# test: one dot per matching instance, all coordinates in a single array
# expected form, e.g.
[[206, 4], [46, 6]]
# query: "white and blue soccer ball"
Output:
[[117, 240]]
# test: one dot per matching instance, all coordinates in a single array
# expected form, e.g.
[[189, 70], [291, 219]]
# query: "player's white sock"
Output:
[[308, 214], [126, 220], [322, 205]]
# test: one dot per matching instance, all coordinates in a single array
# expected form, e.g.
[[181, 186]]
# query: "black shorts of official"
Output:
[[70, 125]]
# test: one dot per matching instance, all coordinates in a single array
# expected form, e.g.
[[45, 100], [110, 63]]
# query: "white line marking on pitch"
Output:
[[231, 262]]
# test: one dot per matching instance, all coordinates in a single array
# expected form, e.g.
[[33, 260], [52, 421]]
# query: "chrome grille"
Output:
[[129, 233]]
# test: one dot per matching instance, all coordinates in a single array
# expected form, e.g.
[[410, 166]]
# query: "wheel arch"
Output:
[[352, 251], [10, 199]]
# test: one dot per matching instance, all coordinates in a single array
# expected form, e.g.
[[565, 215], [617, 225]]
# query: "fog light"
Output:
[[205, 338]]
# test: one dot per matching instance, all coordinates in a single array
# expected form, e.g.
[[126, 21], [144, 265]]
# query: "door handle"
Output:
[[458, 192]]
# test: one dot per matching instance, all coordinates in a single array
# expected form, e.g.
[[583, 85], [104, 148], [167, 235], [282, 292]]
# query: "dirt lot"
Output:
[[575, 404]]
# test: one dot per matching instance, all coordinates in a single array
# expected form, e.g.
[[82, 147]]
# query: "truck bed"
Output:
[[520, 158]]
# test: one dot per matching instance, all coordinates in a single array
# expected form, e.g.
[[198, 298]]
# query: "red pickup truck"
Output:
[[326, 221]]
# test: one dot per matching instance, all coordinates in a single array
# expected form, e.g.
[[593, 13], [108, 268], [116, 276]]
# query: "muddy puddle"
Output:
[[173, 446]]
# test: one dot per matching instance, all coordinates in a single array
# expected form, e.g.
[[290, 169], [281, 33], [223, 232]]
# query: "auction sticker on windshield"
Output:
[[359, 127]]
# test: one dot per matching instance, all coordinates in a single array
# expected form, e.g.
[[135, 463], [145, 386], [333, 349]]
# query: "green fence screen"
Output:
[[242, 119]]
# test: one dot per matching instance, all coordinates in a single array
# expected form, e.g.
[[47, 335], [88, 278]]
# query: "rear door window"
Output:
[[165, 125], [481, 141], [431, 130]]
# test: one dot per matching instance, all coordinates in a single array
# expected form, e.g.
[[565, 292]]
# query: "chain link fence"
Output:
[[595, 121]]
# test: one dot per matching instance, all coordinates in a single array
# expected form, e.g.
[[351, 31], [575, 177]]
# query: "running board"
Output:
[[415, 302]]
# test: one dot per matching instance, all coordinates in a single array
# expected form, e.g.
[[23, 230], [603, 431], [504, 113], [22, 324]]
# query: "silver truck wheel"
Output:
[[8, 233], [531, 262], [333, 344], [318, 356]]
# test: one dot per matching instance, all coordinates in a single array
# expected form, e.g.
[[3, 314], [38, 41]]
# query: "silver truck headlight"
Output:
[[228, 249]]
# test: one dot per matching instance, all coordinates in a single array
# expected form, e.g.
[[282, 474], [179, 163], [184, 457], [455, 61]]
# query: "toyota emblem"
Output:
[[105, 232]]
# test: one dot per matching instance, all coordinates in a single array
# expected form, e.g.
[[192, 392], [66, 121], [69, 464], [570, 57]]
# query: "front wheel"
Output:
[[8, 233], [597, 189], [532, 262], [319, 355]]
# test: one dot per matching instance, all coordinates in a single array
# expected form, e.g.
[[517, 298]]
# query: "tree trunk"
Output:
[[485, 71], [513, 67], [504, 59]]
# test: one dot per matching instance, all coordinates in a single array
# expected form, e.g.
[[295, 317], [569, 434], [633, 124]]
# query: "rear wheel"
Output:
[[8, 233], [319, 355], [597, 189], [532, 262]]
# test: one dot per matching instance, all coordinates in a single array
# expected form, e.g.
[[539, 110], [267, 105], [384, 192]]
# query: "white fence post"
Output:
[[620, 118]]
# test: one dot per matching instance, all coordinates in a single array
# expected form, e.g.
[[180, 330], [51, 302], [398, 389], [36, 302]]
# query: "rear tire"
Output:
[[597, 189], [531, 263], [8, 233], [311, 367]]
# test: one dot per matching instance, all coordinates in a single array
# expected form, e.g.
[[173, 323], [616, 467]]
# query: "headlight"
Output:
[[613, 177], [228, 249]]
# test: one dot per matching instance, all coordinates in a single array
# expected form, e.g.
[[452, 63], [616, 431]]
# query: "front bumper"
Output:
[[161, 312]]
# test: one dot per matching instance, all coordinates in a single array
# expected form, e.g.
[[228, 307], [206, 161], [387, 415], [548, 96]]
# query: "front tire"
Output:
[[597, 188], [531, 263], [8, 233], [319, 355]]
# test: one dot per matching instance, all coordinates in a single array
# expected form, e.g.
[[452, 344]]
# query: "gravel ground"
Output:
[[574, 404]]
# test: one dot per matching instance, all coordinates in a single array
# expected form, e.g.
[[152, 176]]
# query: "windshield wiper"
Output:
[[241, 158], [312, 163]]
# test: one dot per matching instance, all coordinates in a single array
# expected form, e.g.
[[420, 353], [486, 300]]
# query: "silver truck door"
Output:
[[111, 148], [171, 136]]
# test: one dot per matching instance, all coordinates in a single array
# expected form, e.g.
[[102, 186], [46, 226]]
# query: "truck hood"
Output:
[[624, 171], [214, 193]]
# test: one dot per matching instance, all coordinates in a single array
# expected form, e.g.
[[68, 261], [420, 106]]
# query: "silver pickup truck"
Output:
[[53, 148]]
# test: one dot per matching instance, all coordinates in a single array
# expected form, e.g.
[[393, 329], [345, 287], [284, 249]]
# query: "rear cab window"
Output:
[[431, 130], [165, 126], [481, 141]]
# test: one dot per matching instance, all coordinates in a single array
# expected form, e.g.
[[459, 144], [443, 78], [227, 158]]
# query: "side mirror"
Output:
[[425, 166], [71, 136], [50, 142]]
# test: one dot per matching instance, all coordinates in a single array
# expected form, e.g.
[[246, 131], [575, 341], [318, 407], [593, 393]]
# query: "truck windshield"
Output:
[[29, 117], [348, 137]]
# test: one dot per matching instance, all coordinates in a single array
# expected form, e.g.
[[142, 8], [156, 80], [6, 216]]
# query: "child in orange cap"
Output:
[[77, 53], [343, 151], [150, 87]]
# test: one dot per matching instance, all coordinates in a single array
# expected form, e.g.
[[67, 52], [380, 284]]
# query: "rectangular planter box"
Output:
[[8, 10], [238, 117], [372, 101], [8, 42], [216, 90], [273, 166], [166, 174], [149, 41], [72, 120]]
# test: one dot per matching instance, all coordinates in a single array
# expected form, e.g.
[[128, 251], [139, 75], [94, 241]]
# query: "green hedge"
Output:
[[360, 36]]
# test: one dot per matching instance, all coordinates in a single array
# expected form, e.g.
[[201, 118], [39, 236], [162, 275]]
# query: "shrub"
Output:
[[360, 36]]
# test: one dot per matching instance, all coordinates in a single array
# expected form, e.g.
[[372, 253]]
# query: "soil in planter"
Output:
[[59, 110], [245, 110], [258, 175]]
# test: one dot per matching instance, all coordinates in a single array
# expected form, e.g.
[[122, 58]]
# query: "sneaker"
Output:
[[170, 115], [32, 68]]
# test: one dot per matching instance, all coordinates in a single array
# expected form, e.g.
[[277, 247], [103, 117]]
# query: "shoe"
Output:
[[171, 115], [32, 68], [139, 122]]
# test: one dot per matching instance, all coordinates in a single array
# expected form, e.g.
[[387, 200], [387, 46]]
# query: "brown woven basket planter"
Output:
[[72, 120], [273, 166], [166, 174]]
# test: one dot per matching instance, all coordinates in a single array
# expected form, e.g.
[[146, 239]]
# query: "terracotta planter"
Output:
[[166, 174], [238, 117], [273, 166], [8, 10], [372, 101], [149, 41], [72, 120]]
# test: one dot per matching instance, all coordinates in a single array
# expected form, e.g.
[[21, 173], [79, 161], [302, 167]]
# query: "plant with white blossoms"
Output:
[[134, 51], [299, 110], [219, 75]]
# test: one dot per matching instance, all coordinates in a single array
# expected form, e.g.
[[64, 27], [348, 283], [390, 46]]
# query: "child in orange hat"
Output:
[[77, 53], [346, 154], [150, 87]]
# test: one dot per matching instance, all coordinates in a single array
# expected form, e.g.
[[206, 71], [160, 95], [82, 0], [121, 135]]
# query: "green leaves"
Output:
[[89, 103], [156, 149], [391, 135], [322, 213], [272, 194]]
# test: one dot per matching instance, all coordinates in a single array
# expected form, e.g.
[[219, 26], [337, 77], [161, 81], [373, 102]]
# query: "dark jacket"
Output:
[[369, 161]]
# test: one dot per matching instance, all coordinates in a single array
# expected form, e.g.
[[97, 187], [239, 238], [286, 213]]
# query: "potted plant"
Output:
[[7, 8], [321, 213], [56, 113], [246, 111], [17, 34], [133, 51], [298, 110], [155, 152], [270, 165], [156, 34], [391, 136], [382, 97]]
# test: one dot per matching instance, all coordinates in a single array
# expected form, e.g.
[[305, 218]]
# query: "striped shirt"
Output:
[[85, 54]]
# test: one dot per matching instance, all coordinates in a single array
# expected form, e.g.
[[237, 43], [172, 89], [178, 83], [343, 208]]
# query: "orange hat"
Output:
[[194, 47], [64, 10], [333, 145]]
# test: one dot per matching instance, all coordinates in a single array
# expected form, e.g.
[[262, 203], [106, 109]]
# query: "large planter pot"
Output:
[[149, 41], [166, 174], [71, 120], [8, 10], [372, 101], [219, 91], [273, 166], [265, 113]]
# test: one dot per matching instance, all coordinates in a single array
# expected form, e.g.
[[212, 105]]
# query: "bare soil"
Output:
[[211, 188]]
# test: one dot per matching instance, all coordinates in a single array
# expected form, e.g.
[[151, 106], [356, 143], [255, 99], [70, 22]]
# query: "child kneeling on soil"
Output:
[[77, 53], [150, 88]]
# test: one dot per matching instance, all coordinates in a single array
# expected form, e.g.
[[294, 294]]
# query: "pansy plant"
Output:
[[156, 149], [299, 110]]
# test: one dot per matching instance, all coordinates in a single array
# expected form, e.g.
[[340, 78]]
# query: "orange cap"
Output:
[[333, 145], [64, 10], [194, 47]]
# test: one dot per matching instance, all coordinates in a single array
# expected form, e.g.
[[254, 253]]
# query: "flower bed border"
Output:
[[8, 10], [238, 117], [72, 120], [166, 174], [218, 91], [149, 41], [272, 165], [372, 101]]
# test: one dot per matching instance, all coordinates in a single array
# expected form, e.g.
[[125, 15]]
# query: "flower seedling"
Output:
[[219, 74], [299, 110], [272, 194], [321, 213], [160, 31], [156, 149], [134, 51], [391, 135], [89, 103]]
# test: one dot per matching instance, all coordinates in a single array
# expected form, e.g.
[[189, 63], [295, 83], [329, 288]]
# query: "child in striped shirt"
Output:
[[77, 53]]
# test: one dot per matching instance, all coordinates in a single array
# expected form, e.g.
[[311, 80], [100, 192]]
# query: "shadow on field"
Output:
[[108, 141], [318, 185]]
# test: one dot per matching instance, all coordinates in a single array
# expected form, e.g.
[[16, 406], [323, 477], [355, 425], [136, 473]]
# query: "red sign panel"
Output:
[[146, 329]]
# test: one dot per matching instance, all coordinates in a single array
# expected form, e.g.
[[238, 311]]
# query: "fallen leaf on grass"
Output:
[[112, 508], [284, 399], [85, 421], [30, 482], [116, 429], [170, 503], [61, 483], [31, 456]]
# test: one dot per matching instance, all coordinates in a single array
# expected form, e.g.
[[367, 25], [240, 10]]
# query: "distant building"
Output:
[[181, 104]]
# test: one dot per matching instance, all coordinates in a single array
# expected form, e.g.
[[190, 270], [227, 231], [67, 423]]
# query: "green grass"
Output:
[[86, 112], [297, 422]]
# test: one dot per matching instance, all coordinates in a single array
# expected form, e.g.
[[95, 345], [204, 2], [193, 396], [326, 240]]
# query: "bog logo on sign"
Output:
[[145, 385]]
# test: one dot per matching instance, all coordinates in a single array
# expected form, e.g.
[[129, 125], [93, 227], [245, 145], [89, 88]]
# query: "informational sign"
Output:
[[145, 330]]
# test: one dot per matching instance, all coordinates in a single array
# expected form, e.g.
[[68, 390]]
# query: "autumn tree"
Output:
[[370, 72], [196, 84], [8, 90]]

### GIVEN EXERCISE
Put the stretch of material from its first line through the line containing "[[173, 446]]" into a JSON list of strings, one string per line, leaving out blank lines.

### TASK ANSWER
[
  "# test: one dot per matching instance, all coordinates in a single array",
  "# expected form, e.g.",
  "[[206, 4], [46, 6]]",
  "# query: \"white and blue soccer ball\"",
  "Output:",
  "[[117, 240]]",
  "# test: one dot per matching instance, all coordinates in a single array",
  "# expected form, e.g.",
  "[[189, 70], [291, 219]]",
  "# query: \"player's white sock\"",
  "Output:",
  "[[308, 214], [126, 220], [322, 205]]",
  "# test: one dot per matching instance, all coordinates in a single array",
  "# expected form, e.g.",
  "[[181, 186]]",
  "# query: \"black shorts of official\"",
  "Output:",
  "[[70, 125]]",
  "# test: one dot per matching instance, all coordinates in a single array",
  "# expected form, e.g.",
  "[[45, 100], [110, 63]]",
  "# query: \"white line marking on pitch\"",
  "Output:",
  "[[231, 262]]",
  "# test: one dot per matching instance, all coordinates in a single array",
  "# expected form, e.g.",
  "[[33, 260], [52, 421]]",
  "# query: \"chrome grille\"",
  "Output:",
  "[[129, 233]]",
  "# test: one dot per matching instance, all coordinates in a single array",
  "# expected form, e.g.",
  "[[410, 166]]",
  "# query: \"wheel arch\"",
  "Output:",
  "[[352, 251], [10, 199]]",
  "# test: one dot per matching instance, all coordinates in a single array",
  "# expected form, e.g.",
  "[[565, 215], [617, 225]]",
  "# query: \"fog light\"",
  "Output:",
  "[[205, 338]]",
  "# test: one dot per matching instance, all coordinates in a single array",
  "# expected form, e.g.",
  "[[126, 21], [144, 265]]",
  "# query: \"door handle\"",
  "Output:",
  "[[458, 192]]",
  "# test: one dot per matching instance, all coordinates in a single array",
  "# expected form, e.g.",
  "[[583, 85], [104, 148], [167, 235], [282, 292]]",
  "# query: \"dirt lot\"",
  "Output:",
  "[[575, 404]]",
  "# test: one dot per matching instance, all coordinates in a single array",
  "# expected form, e.g.",
  "[[82, 147]]",
  "# query: \"truck bed\"",
  "Output:",
  "[[520, 158]]",
  "# test: one dot per matching instance, all coordinates in a single array",
  "# expected form, e.g.",
  "[[198, 298]]",
  "# query: \"red pickup truck\"",
  "Output:",
  "[[326, 221]]",
  "# test: one dot per matching instance, all coordinates in a single array",
  "# expected form, e.g.",
  "[[593, 13], [108, 268], [116, 276]]",
  "# query: \"muddy puddle\"",
  "Output:",
  "[[173, 446]]"
]